» **Problem**: Copy out the items below, from the start of the items through the line containing "[(290, 423)]", inclusive, with "glass bowl" changed to "ceramic dish" throughout and everything else left as it is.

** start Data excerpts **

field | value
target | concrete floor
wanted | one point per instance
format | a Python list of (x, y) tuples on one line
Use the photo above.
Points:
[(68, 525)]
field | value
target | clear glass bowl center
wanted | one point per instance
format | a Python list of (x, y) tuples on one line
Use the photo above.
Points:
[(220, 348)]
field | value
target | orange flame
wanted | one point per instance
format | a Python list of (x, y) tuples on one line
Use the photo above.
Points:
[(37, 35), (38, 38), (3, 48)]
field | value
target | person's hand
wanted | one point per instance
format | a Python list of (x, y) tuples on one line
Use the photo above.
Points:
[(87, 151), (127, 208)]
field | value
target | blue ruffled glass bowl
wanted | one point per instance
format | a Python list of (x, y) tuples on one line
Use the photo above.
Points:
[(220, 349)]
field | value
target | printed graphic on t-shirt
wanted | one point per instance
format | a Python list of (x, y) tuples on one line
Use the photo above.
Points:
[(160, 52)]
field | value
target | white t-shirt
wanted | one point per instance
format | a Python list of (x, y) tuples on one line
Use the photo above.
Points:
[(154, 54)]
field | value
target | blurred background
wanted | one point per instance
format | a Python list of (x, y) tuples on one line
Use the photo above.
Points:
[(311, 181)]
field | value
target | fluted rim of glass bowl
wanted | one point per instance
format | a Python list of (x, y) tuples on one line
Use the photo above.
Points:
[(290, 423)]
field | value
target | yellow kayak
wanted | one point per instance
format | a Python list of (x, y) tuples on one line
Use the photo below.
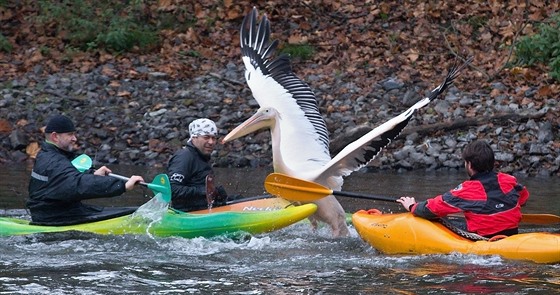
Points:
[(404, 233)]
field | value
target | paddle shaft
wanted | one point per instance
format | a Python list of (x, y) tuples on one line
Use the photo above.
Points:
[(363, 196)]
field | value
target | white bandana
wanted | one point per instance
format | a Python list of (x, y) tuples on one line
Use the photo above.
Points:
[(202, 127)]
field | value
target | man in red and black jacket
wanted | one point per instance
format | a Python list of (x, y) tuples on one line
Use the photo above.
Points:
[(491, 201)]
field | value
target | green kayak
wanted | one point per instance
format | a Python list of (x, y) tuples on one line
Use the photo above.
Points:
[(253, 217)]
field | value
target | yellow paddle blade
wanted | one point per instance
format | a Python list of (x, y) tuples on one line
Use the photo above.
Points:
[(294, 189), (540, 218)]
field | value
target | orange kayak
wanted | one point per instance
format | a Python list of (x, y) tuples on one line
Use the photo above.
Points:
[(404, 233)]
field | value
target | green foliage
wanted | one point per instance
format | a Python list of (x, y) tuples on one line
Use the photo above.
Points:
[(302, 51), (102, 24), (5, 44), (543, 47)]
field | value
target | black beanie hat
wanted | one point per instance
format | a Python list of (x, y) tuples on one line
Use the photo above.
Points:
[(60, 124)]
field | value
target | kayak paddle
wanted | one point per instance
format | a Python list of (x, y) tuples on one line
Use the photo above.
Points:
[(160, 184), (295, 189)]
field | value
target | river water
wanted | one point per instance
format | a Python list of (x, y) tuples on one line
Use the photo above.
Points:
[(294, 260)]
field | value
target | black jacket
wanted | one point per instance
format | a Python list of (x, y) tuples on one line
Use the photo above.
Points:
[(56, 187), (187, 170)]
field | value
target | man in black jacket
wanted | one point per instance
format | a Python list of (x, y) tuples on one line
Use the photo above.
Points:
[(56, 187), (188, 168)]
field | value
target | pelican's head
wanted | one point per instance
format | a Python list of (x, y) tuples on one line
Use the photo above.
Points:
[(263, 118)]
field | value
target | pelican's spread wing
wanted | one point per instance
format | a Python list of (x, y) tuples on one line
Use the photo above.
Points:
[(362, 151), (273, 84)]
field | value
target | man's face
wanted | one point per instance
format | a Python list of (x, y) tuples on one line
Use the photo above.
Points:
[(204, 143), (65, 141)]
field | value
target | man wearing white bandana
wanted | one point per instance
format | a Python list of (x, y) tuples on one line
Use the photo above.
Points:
[(188, 167)]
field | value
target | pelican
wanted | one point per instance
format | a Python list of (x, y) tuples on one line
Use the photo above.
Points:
[(300, 139)]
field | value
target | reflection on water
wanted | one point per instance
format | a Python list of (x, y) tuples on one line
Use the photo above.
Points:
[(295, 260)]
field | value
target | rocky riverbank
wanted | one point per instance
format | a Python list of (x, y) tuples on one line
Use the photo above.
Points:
[(142, 121)]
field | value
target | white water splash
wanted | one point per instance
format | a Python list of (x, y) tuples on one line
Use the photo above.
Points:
[(151, 212)]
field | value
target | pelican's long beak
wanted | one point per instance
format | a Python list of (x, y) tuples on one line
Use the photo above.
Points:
[(259, 120)]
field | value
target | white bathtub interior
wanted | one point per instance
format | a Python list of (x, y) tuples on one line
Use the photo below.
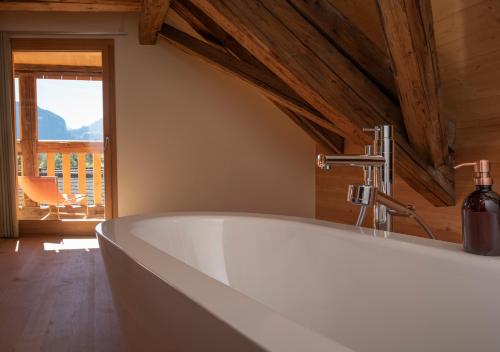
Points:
[(366, 293)]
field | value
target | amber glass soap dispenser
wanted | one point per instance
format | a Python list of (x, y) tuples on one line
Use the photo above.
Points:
[(481, 213)]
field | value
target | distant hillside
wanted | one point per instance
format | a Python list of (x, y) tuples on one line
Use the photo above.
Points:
[(53, 127)]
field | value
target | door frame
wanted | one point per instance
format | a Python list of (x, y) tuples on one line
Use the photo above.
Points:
[(106, 47)]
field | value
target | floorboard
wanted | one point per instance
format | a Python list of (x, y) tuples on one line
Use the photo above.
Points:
[(54, 301)]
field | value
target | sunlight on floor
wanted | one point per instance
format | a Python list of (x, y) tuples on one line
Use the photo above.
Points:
[(72, 243)]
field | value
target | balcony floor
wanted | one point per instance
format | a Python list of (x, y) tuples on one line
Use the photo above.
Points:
[(94, 212)]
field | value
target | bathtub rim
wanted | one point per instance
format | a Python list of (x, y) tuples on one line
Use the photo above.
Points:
[(299, 335)]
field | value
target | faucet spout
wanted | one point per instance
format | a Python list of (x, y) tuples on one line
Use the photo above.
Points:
[(377, 164), (325, 162)]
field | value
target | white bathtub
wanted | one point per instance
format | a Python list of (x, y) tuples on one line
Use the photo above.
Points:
[(243, 282)]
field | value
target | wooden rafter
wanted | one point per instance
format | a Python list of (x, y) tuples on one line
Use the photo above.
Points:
[(214, 34), (352, 42), (409, 35), (278, 36), (72, 6), (152, 16), (271, 87)]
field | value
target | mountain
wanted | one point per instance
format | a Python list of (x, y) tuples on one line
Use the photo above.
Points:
[(53, 127)]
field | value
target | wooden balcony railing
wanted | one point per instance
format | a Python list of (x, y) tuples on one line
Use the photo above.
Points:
[(67, 148)]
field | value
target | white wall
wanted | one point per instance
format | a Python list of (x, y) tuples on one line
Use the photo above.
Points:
[(190, 137)]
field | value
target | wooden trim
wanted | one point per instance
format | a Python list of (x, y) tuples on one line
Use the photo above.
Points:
[(63, 6), (82, 175), (109, 129), (51, 164), (106, 47), (66, 161), (152, 17), (29, 124), (30, 228), (96, 159), (59, 71), (31, 68)]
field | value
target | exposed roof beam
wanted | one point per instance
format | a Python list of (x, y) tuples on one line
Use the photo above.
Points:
[(297, 53), (332, 142), (409, 35), (152, 16), (268, 85), (71, 6), (352, 42)]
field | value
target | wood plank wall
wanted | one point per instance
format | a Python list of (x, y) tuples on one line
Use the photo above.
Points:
[(468, 46)]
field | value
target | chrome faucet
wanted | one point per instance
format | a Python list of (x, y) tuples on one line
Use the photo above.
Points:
[(376, 191)]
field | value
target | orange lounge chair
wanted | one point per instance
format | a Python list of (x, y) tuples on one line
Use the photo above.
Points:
[(43, 189)]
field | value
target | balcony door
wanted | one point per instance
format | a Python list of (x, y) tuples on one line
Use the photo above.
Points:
[(64, 112)]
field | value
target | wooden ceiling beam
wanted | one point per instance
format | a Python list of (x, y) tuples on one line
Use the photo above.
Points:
[(214, 34), (348, 39), (408, 29), (71, 6), (152, 17), (279, 37), (268, 85)]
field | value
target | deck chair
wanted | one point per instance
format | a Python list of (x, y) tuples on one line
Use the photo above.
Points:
[(43, 189)]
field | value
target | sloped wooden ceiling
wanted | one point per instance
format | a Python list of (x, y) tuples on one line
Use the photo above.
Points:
[(338, 72), (319, 69)]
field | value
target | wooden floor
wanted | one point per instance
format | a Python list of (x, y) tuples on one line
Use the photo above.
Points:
[(54, 301)]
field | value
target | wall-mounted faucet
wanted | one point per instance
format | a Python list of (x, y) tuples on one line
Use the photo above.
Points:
[(376, 191)]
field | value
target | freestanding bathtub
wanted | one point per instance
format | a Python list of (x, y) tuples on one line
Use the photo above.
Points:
[(246, 282)]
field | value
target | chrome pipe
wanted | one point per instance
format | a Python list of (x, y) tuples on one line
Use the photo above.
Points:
[(378, 173), (327, 161), (383, 145)]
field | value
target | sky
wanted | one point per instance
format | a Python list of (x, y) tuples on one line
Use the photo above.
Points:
[(78, 102)]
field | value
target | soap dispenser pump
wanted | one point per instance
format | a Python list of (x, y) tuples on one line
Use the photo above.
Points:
[(481, 213)]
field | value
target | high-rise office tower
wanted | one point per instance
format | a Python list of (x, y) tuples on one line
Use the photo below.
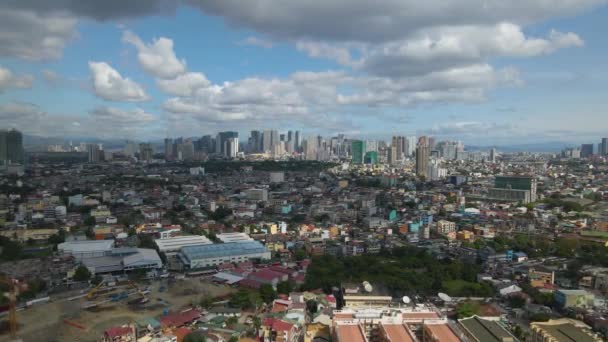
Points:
[(255, 142), (274, 140), (95, 152), (185, 150), (423, 151), (358, 151), (207, 144), (515, 187), (410, 146), (604, 147), (130, 149), (169, 149), (221, 139), (586, 150), (267, 141), (11, 147), (392, 155), (310, 148), (231, 147), (397, 143), (297, 146), (146, 151)]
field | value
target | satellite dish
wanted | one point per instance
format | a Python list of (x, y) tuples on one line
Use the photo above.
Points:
[(444, 297)]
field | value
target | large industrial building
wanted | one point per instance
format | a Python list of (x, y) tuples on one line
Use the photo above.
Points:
[(196, 257), (234, 237), (513, 189), (174, 244), (86, 249), (123, 260)]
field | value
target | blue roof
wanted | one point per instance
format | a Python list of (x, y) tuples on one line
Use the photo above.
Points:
[(222, 250)]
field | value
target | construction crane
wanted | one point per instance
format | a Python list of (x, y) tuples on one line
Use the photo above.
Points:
[(12, 313), (141, 293), (92, 293)]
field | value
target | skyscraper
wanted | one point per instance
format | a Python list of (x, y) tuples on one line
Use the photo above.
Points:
[(586, 150), (169, 149), (222, 137), (397, 145), (297, 146), (423, 151), (410, 146), (11, 147), (255, 142), (267, 141), (95, 152), (392, 155), (232, 147), (604, 147), (358, 151), (310, 148), (493, 155), (146, 151)]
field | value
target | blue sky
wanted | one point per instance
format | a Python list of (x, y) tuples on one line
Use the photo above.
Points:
[(509, 73)]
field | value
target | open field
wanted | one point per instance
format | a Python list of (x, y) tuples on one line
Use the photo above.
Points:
[(45, 322)]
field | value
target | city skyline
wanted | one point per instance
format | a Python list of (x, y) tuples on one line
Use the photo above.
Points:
[(487, 77)]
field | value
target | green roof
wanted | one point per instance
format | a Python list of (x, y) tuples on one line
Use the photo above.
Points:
[(485, 330), (567, 332)]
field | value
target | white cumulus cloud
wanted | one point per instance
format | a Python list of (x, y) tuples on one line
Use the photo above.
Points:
[(158, 57), (110, 85)]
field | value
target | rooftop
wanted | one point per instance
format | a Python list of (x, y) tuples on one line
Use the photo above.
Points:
[(397, 333), (175, 243), (350, 333), (223, 250), (565, 330), (485, 330), (234, 237), (86, 246), (442, 332)]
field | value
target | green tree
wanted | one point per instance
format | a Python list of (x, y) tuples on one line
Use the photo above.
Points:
[(232, 321), (467, 309), (11, 250), (267, 293), (241, 299), (195, 337), (82, 273), (566, 247), (540, 317), (300, 254), (311, 306), (89, 221), (146, 241), (284, 287)]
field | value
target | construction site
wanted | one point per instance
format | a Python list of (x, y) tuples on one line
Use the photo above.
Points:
[(83, 316)]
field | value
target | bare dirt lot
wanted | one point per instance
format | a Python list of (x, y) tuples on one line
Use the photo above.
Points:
[(46, 322)]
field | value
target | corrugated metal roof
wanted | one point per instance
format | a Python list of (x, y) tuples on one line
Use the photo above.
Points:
[(223, 250)]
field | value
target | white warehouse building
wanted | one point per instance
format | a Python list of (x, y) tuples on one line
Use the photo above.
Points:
[(174, 244), (195, 257), (86, 249)]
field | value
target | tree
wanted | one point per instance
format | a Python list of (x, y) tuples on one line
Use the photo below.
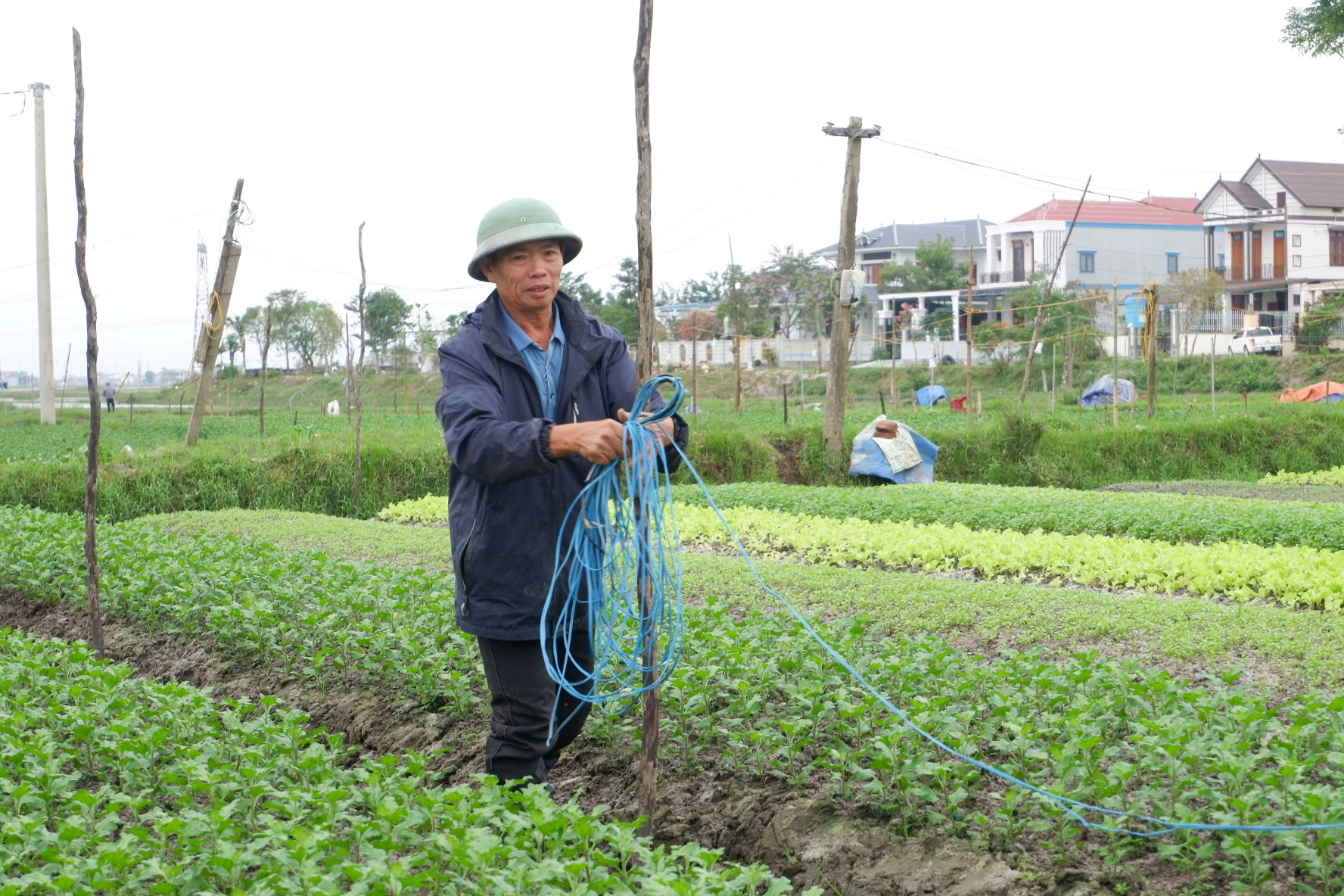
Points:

** end Data excerpts **

» **Response for this exercise**:
field | value
target | concrete floor
wanted | one point per instance
format | a Python list of (x, y) tuples on one line
Use the photo above.
Points:
[(68, 525)]
field | value
target | clear ceramic dish center
wanted | one point per instance
format | a Python list of (x, y) tuples on one line
Use the photo above.
Points:
[(220, 348)]
field | value
target | orange flame
wanted | one point per instance
format | a Python list of (x, y) tuples on one line
Use the photo above.
Points:
[(37, 35), (38, 38), (3, 48)]
field | value
target | person's hand
wanted | one point per instance
format | a Python list of (x, y) tuples on one line
Use the photo above.
Points:
[(87, 151), (127, 208)]
field | value
target | blue ruffled ceramic dish
wanted | one point per instance
format | a Python list of (x, y) tuples on one line
Use the photo above.
Points:
[(220, 349)]
field | value
target | printed graphic on t-shirt
wanted | one point per instance
format | a Python list of (x, y) tuples on one line
Use the photo above.
Points:
[(160, 52)]
field | value
target | white t-shirt
wanted | one point per instance
format | a Python list of (x, y) tuples on one line
Use the photo above.
Points:
[(154, 54)]
field | value
target | blurred background
wanted | one point per instance
format | a Python list of (x, y) tuples on one line
Use the photo above.
Points:
[(311, 181)]
field | value
target | fluted rim of ceramic dish
wanted | one point per instance
format | a Python list of (x, y) tuples on one line
Use the photo above.
Points:
[(290, 423)]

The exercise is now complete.